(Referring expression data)

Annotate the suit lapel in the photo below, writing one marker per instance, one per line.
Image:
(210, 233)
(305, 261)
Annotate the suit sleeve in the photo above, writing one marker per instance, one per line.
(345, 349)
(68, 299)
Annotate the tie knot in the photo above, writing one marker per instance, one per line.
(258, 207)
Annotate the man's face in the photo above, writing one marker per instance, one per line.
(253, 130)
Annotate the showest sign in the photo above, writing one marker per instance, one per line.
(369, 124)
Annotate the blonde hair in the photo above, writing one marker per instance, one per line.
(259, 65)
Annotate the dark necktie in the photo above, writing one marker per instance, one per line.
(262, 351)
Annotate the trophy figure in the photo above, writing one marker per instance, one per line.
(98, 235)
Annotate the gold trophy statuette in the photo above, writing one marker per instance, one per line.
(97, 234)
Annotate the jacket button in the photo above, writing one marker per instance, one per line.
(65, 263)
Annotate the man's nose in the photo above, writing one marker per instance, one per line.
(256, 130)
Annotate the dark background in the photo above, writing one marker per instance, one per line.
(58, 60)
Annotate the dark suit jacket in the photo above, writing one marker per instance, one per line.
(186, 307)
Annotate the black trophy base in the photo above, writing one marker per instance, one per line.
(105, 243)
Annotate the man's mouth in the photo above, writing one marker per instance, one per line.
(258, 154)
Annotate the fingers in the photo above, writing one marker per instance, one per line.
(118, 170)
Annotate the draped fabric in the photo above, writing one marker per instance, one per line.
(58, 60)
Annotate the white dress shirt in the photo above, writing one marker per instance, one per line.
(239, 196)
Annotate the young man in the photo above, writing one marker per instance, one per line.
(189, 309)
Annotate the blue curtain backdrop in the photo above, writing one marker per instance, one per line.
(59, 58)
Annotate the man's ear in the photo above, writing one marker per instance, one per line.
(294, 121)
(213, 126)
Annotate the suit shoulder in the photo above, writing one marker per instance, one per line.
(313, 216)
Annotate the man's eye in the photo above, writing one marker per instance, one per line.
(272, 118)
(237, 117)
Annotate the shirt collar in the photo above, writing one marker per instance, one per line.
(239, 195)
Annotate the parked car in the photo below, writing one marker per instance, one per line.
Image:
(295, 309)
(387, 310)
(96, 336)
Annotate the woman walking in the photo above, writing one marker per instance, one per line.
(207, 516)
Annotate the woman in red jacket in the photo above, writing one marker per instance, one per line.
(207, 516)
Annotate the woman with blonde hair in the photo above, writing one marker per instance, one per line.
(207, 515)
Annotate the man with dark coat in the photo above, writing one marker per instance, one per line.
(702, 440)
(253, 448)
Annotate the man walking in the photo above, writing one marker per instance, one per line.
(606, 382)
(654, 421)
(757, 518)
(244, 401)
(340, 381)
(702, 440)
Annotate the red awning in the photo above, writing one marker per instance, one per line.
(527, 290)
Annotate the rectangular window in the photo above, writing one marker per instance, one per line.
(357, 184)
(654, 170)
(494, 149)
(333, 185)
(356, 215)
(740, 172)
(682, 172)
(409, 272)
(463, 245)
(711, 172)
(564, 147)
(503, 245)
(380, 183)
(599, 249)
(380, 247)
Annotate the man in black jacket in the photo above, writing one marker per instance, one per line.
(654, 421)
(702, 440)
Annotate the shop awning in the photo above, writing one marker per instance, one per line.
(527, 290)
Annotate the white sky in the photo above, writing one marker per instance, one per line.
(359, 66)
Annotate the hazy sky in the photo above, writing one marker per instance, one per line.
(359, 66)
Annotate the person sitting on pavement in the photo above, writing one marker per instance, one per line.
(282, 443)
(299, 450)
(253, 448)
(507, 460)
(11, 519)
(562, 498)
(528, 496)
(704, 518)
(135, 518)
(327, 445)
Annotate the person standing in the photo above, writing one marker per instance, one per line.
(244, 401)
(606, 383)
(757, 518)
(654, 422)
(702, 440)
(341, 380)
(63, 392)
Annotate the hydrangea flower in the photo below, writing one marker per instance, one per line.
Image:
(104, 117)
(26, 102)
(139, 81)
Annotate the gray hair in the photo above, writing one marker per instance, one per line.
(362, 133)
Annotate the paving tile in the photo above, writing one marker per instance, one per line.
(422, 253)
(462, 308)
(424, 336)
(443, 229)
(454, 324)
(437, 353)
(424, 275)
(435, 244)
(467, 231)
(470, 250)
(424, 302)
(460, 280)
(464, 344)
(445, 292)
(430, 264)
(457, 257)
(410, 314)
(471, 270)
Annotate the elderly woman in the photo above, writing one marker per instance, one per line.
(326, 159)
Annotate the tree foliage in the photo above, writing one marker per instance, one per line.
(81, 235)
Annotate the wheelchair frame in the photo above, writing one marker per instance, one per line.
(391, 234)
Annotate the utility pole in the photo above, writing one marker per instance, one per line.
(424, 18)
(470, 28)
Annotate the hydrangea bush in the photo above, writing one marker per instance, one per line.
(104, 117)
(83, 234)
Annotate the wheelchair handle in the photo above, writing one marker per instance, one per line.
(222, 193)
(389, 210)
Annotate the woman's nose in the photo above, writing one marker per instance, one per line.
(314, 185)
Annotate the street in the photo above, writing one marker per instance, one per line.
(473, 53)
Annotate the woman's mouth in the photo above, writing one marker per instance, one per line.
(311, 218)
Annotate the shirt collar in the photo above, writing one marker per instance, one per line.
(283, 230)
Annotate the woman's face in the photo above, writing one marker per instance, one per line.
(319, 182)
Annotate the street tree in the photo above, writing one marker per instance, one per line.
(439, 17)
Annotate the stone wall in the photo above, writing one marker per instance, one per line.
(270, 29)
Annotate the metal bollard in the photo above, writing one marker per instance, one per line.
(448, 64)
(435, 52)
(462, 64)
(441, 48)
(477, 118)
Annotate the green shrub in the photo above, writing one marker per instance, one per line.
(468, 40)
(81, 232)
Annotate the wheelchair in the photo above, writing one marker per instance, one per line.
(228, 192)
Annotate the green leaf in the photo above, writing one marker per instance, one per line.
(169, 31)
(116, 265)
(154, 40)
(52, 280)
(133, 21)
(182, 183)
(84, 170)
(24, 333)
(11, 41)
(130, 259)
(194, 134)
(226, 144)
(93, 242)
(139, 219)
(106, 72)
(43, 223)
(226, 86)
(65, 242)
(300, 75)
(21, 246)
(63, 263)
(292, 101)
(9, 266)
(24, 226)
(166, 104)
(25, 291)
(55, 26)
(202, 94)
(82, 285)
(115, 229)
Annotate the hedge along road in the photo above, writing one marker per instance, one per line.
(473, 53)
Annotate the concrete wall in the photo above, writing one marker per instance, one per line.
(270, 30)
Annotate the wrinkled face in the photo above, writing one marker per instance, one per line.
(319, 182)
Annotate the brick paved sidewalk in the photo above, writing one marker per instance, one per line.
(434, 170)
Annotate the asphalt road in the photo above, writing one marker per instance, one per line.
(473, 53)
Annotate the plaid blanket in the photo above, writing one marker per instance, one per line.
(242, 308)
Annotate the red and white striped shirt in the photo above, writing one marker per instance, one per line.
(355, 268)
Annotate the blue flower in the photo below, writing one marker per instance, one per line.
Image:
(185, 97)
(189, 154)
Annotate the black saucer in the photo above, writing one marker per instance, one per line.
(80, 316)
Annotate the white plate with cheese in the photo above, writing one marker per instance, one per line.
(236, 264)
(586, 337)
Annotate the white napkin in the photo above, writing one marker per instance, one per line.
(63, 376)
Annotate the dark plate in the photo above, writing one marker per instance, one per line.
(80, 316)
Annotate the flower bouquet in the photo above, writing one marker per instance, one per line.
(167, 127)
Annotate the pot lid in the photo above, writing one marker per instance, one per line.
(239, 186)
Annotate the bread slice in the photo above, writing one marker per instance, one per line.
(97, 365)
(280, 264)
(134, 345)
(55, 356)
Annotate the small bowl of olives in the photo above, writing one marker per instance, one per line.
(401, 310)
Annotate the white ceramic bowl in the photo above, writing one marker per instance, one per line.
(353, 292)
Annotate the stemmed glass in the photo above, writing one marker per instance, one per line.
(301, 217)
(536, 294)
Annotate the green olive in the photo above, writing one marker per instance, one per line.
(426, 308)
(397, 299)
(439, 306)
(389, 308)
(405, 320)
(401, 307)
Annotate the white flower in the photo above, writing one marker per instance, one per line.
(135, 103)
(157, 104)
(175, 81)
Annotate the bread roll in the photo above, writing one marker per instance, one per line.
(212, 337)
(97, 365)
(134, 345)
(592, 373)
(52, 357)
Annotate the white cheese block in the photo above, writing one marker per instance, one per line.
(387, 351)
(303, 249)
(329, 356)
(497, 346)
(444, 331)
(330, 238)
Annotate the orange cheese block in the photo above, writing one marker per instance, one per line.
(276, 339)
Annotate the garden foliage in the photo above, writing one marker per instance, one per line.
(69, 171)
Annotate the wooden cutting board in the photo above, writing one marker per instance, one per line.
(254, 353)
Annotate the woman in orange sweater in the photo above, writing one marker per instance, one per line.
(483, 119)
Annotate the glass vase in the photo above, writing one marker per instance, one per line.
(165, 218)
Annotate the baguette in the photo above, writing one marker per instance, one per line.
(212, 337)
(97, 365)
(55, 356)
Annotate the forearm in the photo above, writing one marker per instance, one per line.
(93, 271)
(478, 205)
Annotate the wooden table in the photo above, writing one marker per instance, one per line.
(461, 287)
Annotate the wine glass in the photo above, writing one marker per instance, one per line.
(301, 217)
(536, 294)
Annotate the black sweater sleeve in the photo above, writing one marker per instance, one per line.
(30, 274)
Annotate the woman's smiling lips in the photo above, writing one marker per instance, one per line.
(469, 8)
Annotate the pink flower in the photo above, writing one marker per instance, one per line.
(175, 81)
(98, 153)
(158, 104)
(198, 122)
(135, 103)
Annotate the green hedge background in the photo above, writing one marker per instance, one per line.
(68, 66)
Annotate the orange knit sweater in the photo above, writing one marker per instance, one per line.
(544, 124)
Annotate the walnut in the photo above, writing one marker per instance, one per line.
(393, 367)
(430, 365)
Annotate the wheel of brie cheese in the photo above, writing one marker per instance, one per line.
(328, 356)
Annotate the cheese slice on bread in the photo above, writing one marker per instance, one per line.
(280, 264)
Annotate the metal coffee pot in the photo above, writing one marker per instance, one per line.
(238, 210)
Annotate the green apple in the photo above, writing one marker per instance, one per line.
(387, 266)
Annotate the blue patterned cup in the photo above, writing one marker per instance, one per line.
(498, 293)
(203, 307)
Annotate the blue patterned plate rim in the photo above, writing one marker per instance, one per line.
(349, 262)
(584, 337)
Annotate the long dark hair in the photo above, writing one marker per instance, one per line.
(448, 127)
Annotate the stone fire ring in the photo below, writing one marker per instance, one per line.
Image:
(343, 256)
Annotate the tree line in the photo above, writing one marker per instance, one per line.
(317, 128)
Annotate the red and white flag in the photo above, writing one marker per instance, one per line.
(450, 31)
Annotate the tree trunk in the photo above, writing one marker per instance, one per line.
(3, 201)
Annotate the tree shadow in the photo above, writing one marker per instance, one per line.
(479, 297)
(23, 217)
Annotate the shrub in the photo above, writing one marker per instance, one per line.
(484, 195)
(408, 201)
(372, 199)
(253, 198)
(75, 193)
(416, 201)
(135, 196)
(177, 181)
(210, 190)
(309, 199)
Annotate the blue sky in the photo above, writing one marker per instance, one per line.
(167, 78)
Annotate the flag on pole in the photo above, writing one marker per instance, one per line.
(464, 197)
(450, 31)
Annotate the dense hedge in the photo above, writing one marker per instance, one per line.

▶ [TASK REQUIREMENTS]:
If a line of the data holds the string "below", count it. Then state the total and nothing more.

▶ [SOLUTION TO THIS PROBLEM]:
5